# Goal of the exercise
Retype every item below exactly as it appears, leaving out the pictures.

==== The data ====

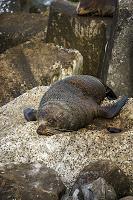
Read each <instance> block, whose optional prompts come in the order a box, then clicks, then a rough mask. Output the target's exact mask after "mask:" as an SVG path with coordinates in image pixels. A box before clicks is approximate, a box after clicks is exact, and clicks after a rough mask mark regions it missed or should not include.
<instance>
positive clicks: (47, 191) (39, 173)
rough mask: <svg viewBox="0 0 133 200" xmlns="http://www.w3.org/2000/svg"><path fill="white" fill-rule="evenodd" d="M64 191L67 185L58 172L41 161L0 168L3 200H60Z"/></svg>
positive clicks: (1, 184)
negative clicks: (41, 163) (43, 163)
mask: <svg viewBox="0 0 133 200" xmlns="http://www.w3.org/2000/svg"><path fill="white" fill-rule="evenodd" d="M64 192H65V186H64V184H63V183H62V181H61V179H60V178H59V176H58V175H57V173H56V172H55V171H54V170H52V169H50V168H47V167H46V166H44V165H41V164H39V163H38V164H36V163H34V164H20V165H13V166H6V167H5V168H3V169H1V170H0V199H1V200H7V199H8V200H13V199H16V200H20V199H21V200H26V199H28V200H33V199H34V200H37V199H38V200H59V198H60V197H61V196H62V194H63V193H64Z"/></svg>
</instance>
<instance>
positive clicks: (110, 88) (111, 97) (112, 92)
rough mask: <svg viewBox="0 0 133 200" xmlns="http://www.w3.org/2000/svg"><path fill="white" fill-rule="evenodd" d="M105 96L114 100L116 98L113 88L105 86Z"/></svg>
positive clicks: (116, 96)
mask: <svg viewBox="0 0 133 200" xmlns="http://www.w3.org/2000/svg"><path fill="white" fill-rule="evenodd" d="M106 97H107V98H108V99H109V100H115V99H117V96H116V94H115V93H114V92H113V90H112V89H111V88H109V87H108V86H106Z"/></svg>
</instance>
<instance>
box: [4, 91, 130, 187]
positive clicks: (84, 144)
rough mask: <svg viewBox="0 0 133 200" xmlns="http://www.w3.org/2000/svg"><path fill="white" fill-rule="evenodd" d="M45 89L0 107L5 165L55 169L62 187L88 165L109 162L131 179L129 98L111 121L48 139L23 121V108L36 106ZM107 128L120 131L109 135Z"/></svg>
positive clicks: (72, 180) (36, 105) (28, 93)
mask: <svg viewBox="0 0 133 200" xmlns="http://www.w3.org/2000/svg"><path fill="white" fill-rule="evenodd" d="M46 89H47V87H37V88H34V89H32V90H30V91H28V92H27V93H25V94H23V95H22V96H20V97H18V98H16V99H14V100H13V101H11V102H10V103H8V104H6V105H4V106H3V107H1V108H0V160H1V165H5V164H7V163H11V162H13V163H19V162H23V163H24V162H35V161H39V162H42V163H45V164H46V165H47V166H49V167H50V168H53V169H55V170H56V171H57V172H58V173H59V174H60V175H61V176H62V179H63V180H64V182H65V183H66V185H71V184H73V183H74V181H75V179H76V177H77V176H78V174H79V172H80V171H81V170H82V169H83V168H84V167H85V166H86V165H88V164H89V163H90V162H94V161H97V160H101V159H104V160H105V159H106V160H110V161H113V162H114V163H115V164H116V165H118V167H120V169H122V170H123V171H124V172H125V174H127V175H129V176H130V178H131V179H132V175H133V156H132V155H133V148H132V146H133V128H132V127H133V99H129V101H128V103H127V104H126V105H125V106H124V108H123V110H122V111H121V114H120V115H119V116H118V117H116V118H115V119H113V120H102V119H101V121H100V120H96V121H95V124H93V125H91V126H88V128H84V129H81V130H79V131H77V132H71V133H69V132H66V133H65V132H64V133H61V134H58V135H53V136H51V137H45V136H39V135H37V133H36V129H37V126H38V125H37V123H36V122H26V121H25V120H24V117H23V109H24V108H25V107H29V106H31V107H35V108H37V107H38V104H39V101H40V98H41V96H42V94H43V93H44V92H45V91H46ZM107 126H117V127H120V128H122V129H123V132H122V133H120V134H109V133H108V132H107V130H106V127H107Z"/></svg>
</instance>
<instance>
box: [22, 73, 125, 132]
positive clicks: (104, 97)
mask: <svg viewBox="0 0 133 200" xmlns="http://www.w3.org/2000/svg"><path fill="white" fill-rule="evenodd" d="M105 97H108V98H109V99H116V95H115V94H114V93H113V91H112V90H111V89H109V87H107V86H105V85H104V84H103V83H102V82H101V81H100V80H99V79H97V78H95V77H93V76H88V75H75V76H70V77H67V78H65V79H63V80H60V81H57V82H56V83H55V84H53V85H52V86H51V87H50V88H49V90H48V91H47V92H46V93H45V94H44V95H43V97H42V99H41V101H40V104H39V108H38V110H34V109H31V108H27V109H25V110H24V116H25V118H26V120H27V121H35V120H37V121H38V122H39V127H38V129H37V133H38V134H42V135H43V134H44V135H47V133H46V132H47V127H51V128H53V129H54V130H56V129H57V130H61V131H77V130H78V129H80V128H83V127H85V126H86V125H88V124H90V123H91V122H92V120H93V119H94V118H97V117H104V118H113V117H115V116H116V115H117V114H118V113H119V112H120V110H121V108H122V107H123V106H124V104H125V103H126V102H127V100H128V98H127V97H126V96H124V97H122V98H121V99H119V100H117V102H116V103H113V104H109V105H106V106H101V105H100V104H101V102H102V101H103V100H104V98H105Z"/></svg>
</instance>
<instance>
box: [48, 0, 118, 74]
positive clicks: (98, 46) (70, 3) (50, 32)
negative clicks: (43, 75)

====

# Result for this exercise
Read each <instance> block, whose optional prompts come in the order a box, then clicks, then a rough mask. Output the target's exact mask after "mask:" as an SVG path with coordinates in image pixels. A box before clicks is approximate, a box after clicks is exact, and clicks after a rough mask mark regions it missed or should not include.
<instance>
positive clicks: (47, 191) (39, 173)
rough mask: <svg viewBox="0 0 133 200" xmlns="http://www.w3.org/2000/svg"><path fill="white" fill-rule="evenodd" d="M64 191L67 185L58 172L41 161L0 168L3 200H60Z"/></svg>
positive clicks: (1, 184)
negative clicks: (41, 163) (43, 163)
mask: <svg viewBox="0 0 133 200" xmlns="http://www.w3.org/2000/svg"><path fill="white" fill-rule="evenodd" d="M64 192H65V186H64V184H63V183H62V181H61V179H60V178H59V176H58V175H57V173H56V172H55V171H54V170H52V169H50V168H47V167H46V166H44V165H41V164H39V163H38V164H36V163H34V164H20V165H13V166H6V167H5V168H3V169H1V170H0V199H1V200H7V199H8V200H13V199H16V200H20V199H21V200H26V199H28V200H33V199H34V200H37V199H38V200H59V198H60V197H61V196H62V194H63V193H64Z"/></svg>
</instance>
<instance>
positive clicks: (110, 88) (111, 97) (112, 92)
rough mask: <svg viewBox="0 0 133 200" xmlns="http://www.w3.org/2000/svg"><path fill="white" fill-rule="evenodd" d="M105 96L114 100L116 98L113 88L105 86Z"/></svg>
positive clicks: (116, 96)
mask: <svg viewBox="0 0 133 200" xmlns="http://www.w3.org/2000/svg"><path fill="white" fill-rule="evenodd" d="M106 97H107V98H108V99H109V100H115V99H117V96H116V94H115V93H114V92H113V90H112V89H111V88H109V87H108V86H106Z"/></svg>
</instance>
<instance>
box: [4, 91, 130, 187]
positive clicks: (84, 144)
rough mask: <svg viewBox="0 0 133 200" xmlns="http://www.w3.org/2000/svg"><path fill="white" fill-rule="evenodd" d="M45 89L0 107L5 165L55 169L62 187L88 165L109 162L131 179L129 98L111 121L48 139L23 121V108L36 106ZM107 128L120 131L109 135Z"/></svg>
positive clicks: (72, 180) (36, 105) (28, 93)
mask: <svg viewBox="0 0 133 200" xmlns="http://www.w3.org/2000/svg"><path fill="white" fill-rule="evenodd" d="M46 89H47V87H37V88H34V89H32V90H30V91H28V92H27V93H25V94H23V95H22V96H20V97H18V98H16V99H14V100H13V101H11V102H10V103H8V104H6V105H4V106H3V107H1V108H0V160H1V165H5V164H7V163H11V162H13V163H19V162H23V163H24V162H35V161H39V162H42V163H45V164H46V165H47V166H49V167H50V168H53V169H55V170H56V171H57V172H58V173H59V174H60V175H61V176H62V179H63V180H64V182H65V183H66V185H71V184H73V183H74V181H75V179H76V177H77V176H78V174H79V172H80V171H81V170H82V169H83V168H84V167H85V166H86V165H88V164H89V163H90V162H94V161H97V160H101V159H104V160H105V159H106V160H110V161H113V162H114V163H115V164H116V165H118V167H120V169H122V170H123V171H124V172H125V174H127V175H129V176H130V178H131V179H132V175H133V156H132V155H133V148H132V146H133V128H132V127H133V99H129V101H128V103H127V104H126V105H125V106H124V108H123V110H122V111H121V114H120V115H119V116H118V117H116V118H115V119H113V120H102V119H101V121H100V120H96V121H95V124H93V125H91V126H88V128H84V129H81V130H79V131H77V132H71V133H69V132H66V133H65V132H64V133H61V134H58V135H53V136H51V137H45V136H39V135H37V133H36V129H37V126H38V125H37V123H36V122H26V121H25V120H24V117H23V109H24V108H25V107H29V106H31V107H35V108H37V107H38V104H39V101H40V98H41V96H42V94H43V93H44V92H45V91H46ZM107 126H117V127H120V128H122V129H123V132H122V133H120V134H109V133H108V132H107V130H106V127H107Z"/></svg>
</instance>
<instance>
box: [22, 73, 125, 132]
positive clicks: (104, 97)
mask: <svg viewBox="0 0 133 200" xmlns="http://www.w3.org/2000/svg"><path fill="white" fill-rule="evenodd" d="M105 97H108V98H109V99H116V95H115V94H114V93H113V91H112V90H111V89H109V87H107V86H105V85H104V84H103V83H102V82H101V81H100V80H99V79H97V78H95V77H93V76H88V75H75V76H70V77H67V78H65V79H63V80H60V81H57V82H56V83H55V84H53V85H52V86H51V87H50V88H49V90H48V91H47V92H46V93H45V94H44V95H43V97H42V99H41V101H40V104H39V108H38V110H34V109H31V108H27V109H25V110H24V116H25V118H26V120H27V121H35V120H37V121H38V122H39V127H38V129H37V133H38V134H42V135H43V134H44V135H47V133H46V132H47V127H51V128H53V129H54V130H56V129H57V130H61V131H77V130H78V129H80V128H83V127H85V126H86V125H88V124H90V123H91V122H92V120H93V119H94V118H97V117H104V118H113V117H115V116H116V115H117V114H118V113H119V112H120V110H121V108H122V107H123V106H124V104H125V103H126V102H127V100H128V98H127V97H126V96H124V97H122V98H121V99H119V100H117V102H116V103H113V104H109V105H106V106H101V105H100V104H101V102H102V101H103V100H104V98H105Z"/></svg>
</instance>
<instance>
box: [48, 0, 118, 74]
positive clicks: (98, 46) (70, 3) (50, 32)
negative clicks: (43, 75)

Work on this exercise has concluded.